===== TEXT PASSAGE

# Recommendation for BEST 8 port gigaswitch?



## Rob Elliott (Aug 21, 2015)

For you heavy VSL VEPRO users....

I have a Netgear one now (for 5 years) - giving up the ghost (intermittent traffic at times - until reboot of switch) - can you make a recommendation for the BEST one that users have (using VEPRO latest build). Thanks in advance. 


( I have this posted over at VSL but no replies)


----------



## Gerhard Westphalen (Aug 21, 2015)

I haven't had any issues with the Netgear GS105e. It was recommended on the VSL forum. I think the 8 port version would work just as well. They give a lot of customization that only higher end switches offer. You could consider an HP Procurve but those tend to be a lot more expensive.


----------



## Rob Elliott (Aug 21, 2015)

Yea I have the GS108 - but it might even be +6 years old. Not bad I guess. Perhaps I should just replace the GS108 - what about the GS608? Longer life span? Thanks for your reply Gerhard.


----------



## Gerhard Westphalen (Aug 21, 2015)

I have no clue. I've only used the GS105e and a cheap Dlink switch for my home networking. Considering the low cost of the GS108, I'd just get another one of those even if it does die in 5 years.

I've done quite a bit of tinkering with switch and network settings when I spent months trying to troubleshoot my VEP issues and found that most of the settings have no effect on VEP so any switch will probably work nowadays.


----------



## Rob Elliott (Aug 21, 2015)

Yea probably good advice. Thanks again.


----------



## Jdiggity1 (Aug 21, 2015)

I tend to be a little cautious of netgear, D-Link, and netcomm when it comes to modems, routers, and switches.
I prefer TP-Link or Billion generally.
Often not as user-friendly, but even the cheap models have better hardware in them.


----------



## Mathematics (Aug 22, 2015)

As you learn more about network switches, you'll find there are two types: managed and unmanaged. Unless there are computers connected to this switch that are constantly streaming large files throughout the day, unmanaged is just fine. I personally own the Linksys LGS108, although there is a newer model now. Here's a link to it on a popular retail website.

==========

> PROBLEM DETAILS
Quote the forum thread on network switches word for word, from "As you learn" to "popular retail website.". The items after this text aren't needed for anything here.

===== MATERIAL SUPPLIED

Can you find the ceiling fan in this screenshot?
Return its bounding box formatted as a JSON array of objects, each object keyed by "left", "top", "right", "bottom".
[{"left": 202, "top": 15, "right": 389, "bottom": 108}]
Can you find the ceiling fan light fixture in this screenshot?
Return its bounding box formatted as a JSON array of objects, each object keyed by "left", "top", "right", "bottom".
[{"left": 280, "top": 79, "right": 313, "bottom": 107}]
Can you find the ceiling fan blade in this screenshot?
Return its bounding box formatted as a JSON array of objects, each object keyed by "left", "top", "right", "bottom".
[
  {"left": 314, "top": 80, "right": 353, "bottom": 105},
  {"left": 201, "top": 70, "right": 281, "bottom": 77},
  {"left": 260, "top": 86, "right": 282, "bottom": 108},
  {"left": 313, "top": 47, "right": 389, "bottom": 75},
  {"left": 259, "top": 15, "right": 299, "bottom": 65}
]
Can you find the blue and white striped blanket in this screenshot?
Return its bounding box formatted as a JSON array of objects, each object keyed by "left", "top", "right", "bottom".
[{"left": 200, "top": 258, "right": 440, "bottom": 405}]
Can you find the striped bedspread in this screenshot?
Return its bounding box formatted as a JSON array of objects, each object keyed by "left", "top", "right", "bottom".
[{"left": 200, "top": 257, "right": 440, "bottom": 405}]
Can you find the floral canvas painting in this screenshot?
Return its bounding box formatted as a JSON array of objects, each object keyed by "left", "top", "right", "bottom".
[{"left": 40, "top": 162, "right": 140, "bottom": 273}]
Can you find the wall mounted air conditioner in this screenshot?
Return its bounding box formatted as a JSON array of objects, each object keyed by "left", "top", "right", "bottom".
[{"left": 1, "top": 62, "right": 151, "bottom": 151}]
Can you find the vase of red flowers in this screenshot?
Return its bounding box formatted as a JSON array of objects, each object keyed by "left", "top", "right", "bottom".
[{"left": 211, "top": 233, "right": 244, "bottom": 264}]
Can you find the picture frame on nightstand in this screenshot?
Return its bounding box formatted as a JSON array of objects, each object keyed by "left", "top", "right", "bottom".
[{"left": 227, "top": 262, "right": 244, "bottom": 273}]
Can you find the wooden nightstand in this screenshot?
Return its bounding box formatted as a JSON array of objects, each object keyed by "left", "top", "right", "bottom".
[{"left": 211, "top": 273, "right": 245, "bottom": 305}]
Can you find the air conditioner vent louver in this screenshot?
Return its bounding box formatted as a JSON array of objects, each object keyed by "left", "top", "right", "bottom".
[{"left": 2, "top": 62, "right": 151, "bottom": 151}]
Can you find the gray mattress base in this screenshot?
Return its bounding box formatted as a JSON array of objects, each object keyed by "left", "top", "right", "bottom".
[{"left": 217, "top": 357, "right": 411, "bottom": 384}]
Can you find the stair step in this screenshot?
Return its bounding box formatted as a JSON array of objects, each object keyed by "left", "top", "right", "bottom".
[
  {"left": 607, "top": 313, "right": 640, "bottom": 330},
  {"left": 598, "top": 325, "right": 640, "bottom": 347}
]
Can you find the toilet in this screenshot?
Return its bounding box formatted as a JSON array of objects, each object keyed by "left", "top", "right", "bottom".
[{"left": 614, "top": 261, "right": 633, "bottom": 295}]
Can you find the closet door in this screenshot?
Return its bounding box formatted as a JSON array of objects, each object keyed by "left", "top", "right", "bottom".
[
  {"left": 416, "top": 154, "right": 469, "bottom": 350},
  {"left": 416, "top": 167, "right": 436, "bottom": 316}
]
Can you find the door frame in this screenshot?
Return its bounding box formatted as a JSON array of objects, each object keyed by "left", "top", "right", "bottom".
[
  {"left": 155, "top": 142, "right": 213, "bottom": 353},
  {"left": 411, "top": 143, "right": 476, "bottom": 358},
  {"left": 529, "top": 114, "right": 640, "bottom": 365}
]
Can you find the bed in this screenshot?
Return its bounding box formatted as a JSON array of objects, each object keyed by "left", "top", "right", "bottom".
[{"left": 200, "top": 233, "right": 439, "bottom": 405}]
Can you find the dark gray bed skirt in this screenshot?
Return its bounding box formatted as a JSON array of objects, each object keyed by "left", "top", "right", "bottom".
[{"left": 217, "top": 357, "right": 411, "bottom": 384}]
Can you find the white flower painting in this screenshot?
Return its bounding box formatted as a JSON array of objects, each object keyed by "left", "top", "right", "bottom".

==========

> TASK RESPONSE
As you learn more about network switches, you'll find there are two types: managed and unmanaged. Unless there are computers connected to this switch that are constantly streaming large files throughout the day, unmanaged is just fine. I personally own the Linksys LGS108, although there is a newer model now. Here's a link to it on a popular retail website.